In a display of perhaps the most impeccable timing in the history of blogging, Jeff Mattingly has submitted this post for The Watch, providing a unique perspective on the Clarity surveillance system being used in Belleville schools, from the beginning.

Thanks Jeff!

 

October 28, 2013 Belleville Board of Education Meeting

Seven months ago a friend said that I might want to attend tonight’s BoE meeting.  The teachers were going take a stand on workplace intimidation and harassment.  I was surprised because I hadn’t heard anything leading up to it.

There had been a lot of recent bad press accounts of the administration’s pending lawsuits.  So I came and there were a lot of teachers there, a whole lot.  So I signed in just in case I felt I might want my 5 minutes to speak during the public portion, as I do when moved to.  The mood was serious and I settled in as a spectator.

The meeting came to order and soon came to “Committee Reports” from board members.  When it was member Joe Longo’s turn, we learned that he had spearheaded and would be delivering the anticipated “security report” presentation to board members as well as the attending public.

It struck me curiously because there was no mention of it in the agenda, and seemed to come as a surprise to the attending public as well.  The board came down from the stage to sit in the front row of the auditorium, and Mr. Longo was given the stage.  The presentation was to include power point visuals, and an in-depth analysis of the comprehensive district-wide security initiative that was already being installed, and would soon be functional.

The only information I had about it at all prior to this meeting was a general accounting of a board meeting some months before in the only source of information Belleville has other than attending meetings yourself – the Belleville Times news print.  It seemed excessive at the time but in my busy life I had forgotten about it in a tough economy that was ever more demanding of my time to make ends meet.

For the next one and three quarter hours I listened in amazement and ever increasing frustration to a presentation that I would characterize as an incredibly bad sales pitch of a security plan, that sounded more like they were building a maximum security prison system than  presenting a safety initiative for children and staff.

In spite of mounting studies that show that these types of extremely intrusive security measures are a costly use of educational dollars, and are harmful and counter-productive to the desired nurturing environment that produces an effective education, this board saw fit to take it to unimaginable heights.

(Point annotation records)
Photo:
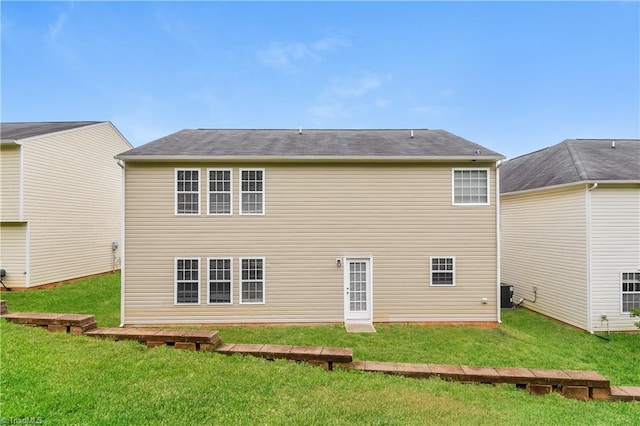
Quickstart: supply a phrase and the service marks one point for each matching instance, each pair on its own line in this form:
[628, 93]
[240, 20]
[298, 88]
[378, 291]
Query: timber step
[313, 354]
[573, 384]
[183, 339]
[69, 323]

▶ _STATED TASK A_
Set down the Belleville meeting post word for word, between "There had been" and "the attending public.", inclusive.
▶ _STATED TASK B_
Summarize the Belleville meeting post in two sentences.
▶ _STATED TASK C_
Continue the Belleville meeting post, picking up after its last sentence.
These records were drawn from a separate source.

▶ _EXPECTED OUTPUT A_
There had been a lot of recent bad press accounts of the administration’s pending lawsuits.  So I came and there were a lot of teachers there, a whole lot.  So I signed in just in case I felt I might want my 5 minutes to speak during the public portion, as I do when moved to.  The mood was serious and I settled in as a spectator.

The meeting came to order and soon came to “Committee Reports” from board members.  When it was member Joe Longo’s turn, we learned that he had spearheaded and would be delivering the anticipated “security report” presentation to board members as well as the attending public.

▶ _EXPECTED OUTPUT B_
The writer attended the October 28, 2013 Belleville Board of Education meeting expecting teachers to take a stand on workplace intimidation and harassment, but board member Joe Longo instead gave a security report that was not on the agenda, covering a district-wide initiative already being installed. Over one and three quarter hours, the writer grew frustrated with what they called a bad sales pitch for a plan that sounded more like a maximum security prison system than a safety initiative for children and staff.

▶ _EXPECTED OUTPUT C_
Grossly over reacting to a threat that we had never encountered, they began by hiring their own armed guards for all nine schools in addition to the three “resource officers” traditionally requested from our Belleville PD for the Middle and High Schools.  They hastily contracted a 2 million dollar “surveillance and security system” that has only 3 other known uses in the country.  With no input from staff or parents, they were implementing this system that even Joe Longo admitted he did not fully understand.

The system was bought from Clarity Technologies Group, LLC for installation, and employs a complex network of magnetic radio wave emitters that read embedded chips in the ID badges of students and staff.  These readers can track those who wear these badges every move.  These badges allegedly, as programmed, allow or deny entry to classrooms, restrooms, and other rooms of specialty use throughout the entire district.

Every classroom is equipped with high tech motorized cameras, replete with audio recording capabilities, including closets but (strangely for a “security system”) not in all hallways or stairwells.  Also included are nurse’s offices and teacher’s lounges. This is coming from a non-responsive board that stands accused in lawsuits of workplace intimidation and harassment, and that do not allow their public proceeding to be viewed by the public on our local cable station.

They went on at a later date to hastily award an additional 1.2 million dollar, 5 year contract to Clarity to manage the daily administration of the system.  During the “presentation” of that night and subsequent meetings, there has been no explanation offered as to where and how these recordings will be stored, for how long, how secure will they be,  and who will have access to them.

Why would you have cameras in nurse’s offices where children might have to undress? How intimidated will children feel to confide in a teacher a need for special help now that they know they are being recorded? How will recordings affect parent/teacher conferences privileges and needs?  Don’t teachers have a right to privacy in their lounges during lunch and breaks?  Where is the line between safety and warrantless surveillance?  Don’t children have a right to private conversations between each other even at school, in the lunchrooms?

What right does a school administration have to unilaterally impose such draconian measures on the public, on minors?  In the name of security, our guaranteed personal freedoms are being violated.  This is tantamount to being suspected and searched for guilt while having committed no crime.  Adolescents are marked by rebellion and revolt, and are best calmed with understanding and tolerance.  To make a child feel that they are not to be trusted, and in fact projected upon with feelings of guilt and suspicion can easily backfire, and create the very situation you profess to wish to avoid.

Mr. Longo has stated in print his belief that Belleville will be among the safest schools in the country, making a public spectacle of his declaration to individuals who may suffer pathologies that may cause them to seek distorted fame.  These measures and statements are challenges that associations of various Sociologists, Psychologists and Psychiatrists caution against, that can create self fulfilling prophecies.

This was never thought out thoroughly, and moved at way too rapid a pace, with little investigation, and no public or staff input.  It has political overtones that may exact a very high price that money will not be able to repay.  It is time to stop, back up, and reboot the process through the proper channels of such weighty decisions that involve thousands of lives.

Not all things should be left in the hands of so few who are elected without policies and procedures in place that hold them accountable.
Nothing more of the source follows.